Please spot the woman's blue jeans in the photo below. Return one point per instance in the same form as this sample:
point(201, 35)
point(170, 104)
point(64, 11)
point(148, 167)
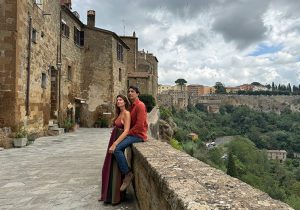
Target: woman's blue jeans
point(119, 152)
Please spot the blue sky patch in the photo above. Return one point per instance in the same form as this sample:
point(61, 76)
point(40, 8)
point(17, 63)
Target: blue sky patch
point(265, 49)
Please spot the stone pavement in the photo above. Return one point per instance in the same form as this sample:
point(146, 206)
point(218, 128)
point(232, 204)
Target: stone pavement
point(57, 172)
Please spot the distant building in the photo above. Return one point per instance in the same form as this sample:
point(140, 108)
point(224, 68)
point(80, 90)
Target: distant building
point(232, 89)
point(260, 88)
point(246, 87)
point(162, 88)
point(279, 155)
point(142, 67)
point(296, 155)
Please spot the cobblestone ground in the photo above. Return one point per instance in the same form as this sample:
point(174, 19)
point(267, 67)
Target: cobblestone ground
point(57, 172)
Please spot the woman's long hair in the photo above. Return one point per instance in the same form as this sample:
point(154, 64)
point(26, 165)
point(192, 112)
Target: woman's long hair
point(117, 109)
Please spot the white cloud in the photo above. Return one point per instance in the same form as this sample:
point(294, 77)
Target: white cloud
point(208, 41)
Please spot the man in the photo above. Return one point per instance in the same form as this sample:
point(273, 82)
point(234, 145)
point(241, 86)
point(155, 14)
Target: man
point(137, 133)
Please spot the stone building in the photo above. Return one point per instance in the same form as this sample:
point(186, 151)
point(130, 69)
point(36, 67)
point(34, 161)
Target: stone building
point(51, 61)
point(279, 155)
point(29, 40)
point(142, 67)
point(162, 88)
point(94, 67)
point(177, 98)
point(199, 90)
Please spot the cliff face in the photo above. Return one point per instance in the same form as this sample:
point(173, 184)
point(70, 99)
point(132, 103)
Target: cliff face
point(258, 103)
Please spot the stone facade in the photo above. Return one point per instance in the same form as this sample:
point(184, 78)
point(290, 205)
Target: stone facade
point(142, 68)
point(71, 65)
point(26, 50)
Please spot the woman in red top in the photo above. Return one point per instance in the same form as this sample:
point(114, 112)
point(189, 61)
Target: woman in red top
point(111, 174)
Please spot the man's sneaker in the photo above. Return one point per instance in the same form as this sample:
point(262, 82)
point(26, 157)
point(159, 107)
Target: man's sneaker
point(126, 182)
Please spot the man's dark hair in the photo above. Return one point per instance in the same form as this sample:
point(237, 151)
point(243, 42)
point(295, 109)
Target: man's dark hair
point(136, 89)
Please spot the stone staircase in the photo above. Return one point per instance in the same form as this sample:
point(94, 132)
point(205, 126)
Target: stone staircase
point(53, 129)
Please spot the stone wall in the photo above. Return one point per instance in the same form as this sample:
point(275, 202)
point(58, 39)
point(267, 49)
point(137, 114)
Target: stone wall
point(132, 43)
point(166, 178)
point(43, 54)
point(72, 60)
point(104, 76)
point(8, 35)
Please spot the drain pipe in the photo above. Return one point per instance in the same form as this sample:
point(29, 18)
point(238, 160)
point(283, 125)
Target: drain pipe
point(59, 72)
point(28, 67)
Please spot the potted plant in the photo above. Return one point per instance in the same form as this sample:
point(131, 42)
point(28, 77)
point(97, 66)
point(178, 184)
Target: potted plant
point(20, 139)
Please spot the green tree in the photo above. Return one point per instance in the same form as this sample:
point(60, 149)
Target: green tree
point(181, 82)
point(231, 168)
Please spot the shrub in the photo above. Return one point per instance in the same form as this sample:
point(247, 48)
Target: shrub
point(149, 101)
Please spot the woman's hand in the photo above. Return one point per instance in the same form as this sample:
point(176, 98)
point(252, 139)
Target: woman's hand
point(112, 148)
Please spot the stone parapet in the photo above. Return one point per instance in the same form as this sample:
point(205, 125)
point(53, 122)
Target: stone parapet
point(166, 178)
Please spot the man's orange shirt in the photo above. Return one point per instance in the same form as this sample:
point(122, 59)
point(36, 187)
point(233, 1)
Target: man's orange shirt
point(138, 125)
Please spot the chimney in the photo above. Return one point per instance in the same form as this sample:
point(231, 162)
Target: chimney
point(67, 3)
point(91, 18)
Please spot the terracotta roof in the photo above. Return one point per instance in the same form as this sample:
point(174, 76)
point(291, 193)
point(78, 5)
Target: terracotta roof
point(138, 74)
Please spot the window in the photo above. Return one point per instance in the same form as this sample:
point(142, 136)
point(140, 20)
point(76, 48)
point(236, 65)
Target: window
point(120, 75)
point(119, 52)
point(33, 35)
point(65, 29)
point(44, 80)
point(69, 73)
point(78, 37)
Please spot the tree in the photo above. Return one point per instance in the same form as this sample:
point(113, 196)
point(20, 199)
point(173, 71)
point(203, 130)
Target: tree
point(231, 168)
point(180, 82)
point(220, 88)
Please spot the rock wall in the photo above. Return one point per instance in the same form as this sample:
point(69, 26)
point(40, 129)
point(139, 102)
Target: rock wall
point(166, 178)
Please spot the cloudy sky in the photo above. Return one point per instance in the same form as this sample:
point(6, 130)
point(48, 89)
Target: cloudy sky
point(209, 41)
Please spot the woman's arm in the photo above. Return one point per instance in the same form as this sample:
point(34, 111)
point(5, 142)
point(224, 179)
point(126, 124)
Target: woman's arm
point(124, 134)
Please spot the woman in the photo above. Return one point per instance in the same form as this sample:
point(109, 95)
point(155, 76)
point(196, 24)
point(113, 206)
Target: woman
point(111, 175)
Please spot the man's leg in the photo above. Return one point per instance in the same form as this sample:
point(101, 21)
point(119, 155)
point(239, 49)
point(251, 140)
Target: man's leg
point(119, 152)
point(121, 160)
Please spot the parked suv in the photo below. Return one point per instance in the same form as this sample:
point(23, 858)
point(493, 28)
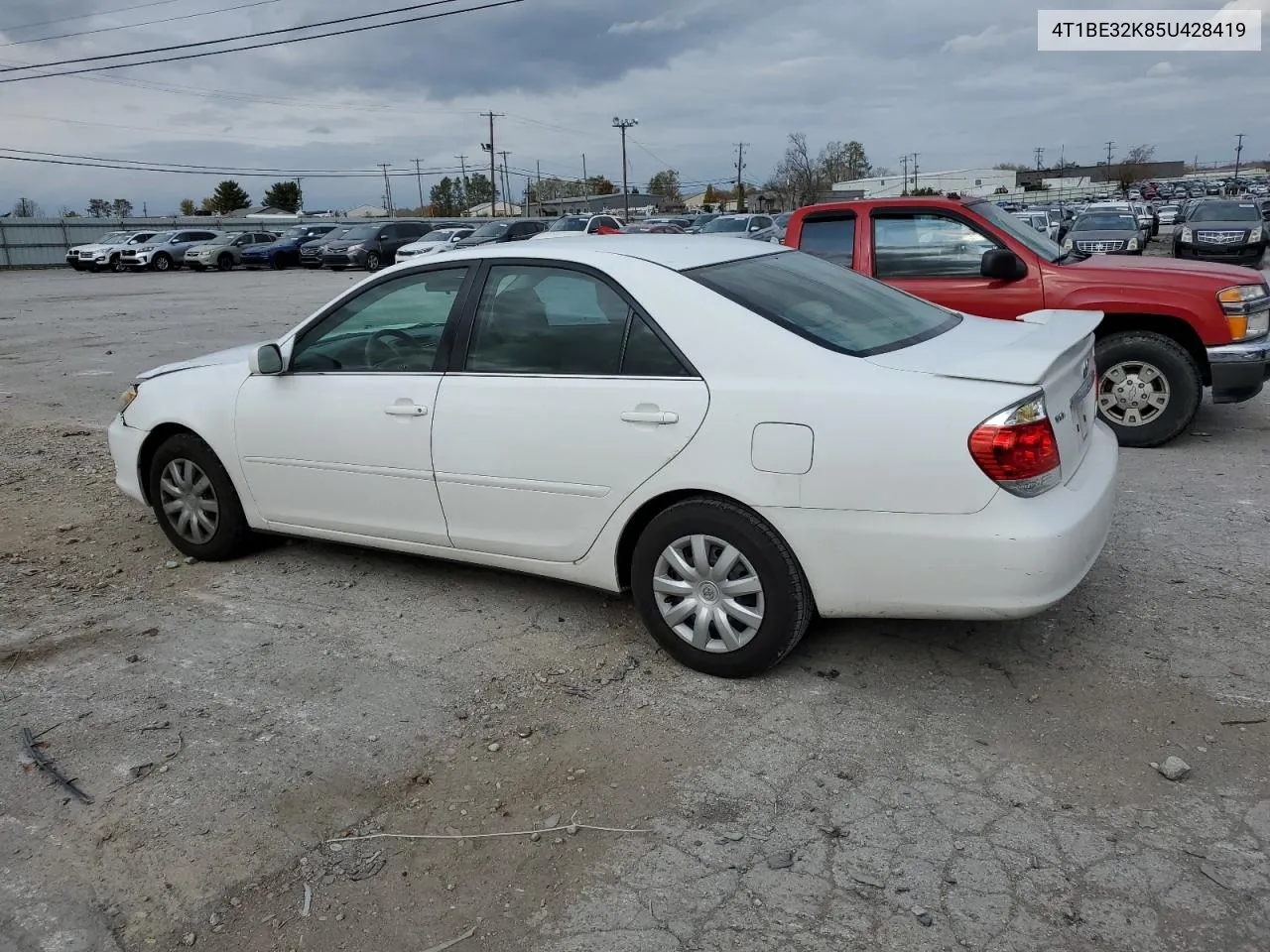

--

- **PROBLEM DETAILS**
Please show, exactly as written, every line above that contains the word "below".

- **ANSWER**
Please spot the woman's blue jeans in the photo below. Return one point per instance in the same form as this sample:
Please spot the parked suv in the photo below. Return one point per instance in the same form as this sample:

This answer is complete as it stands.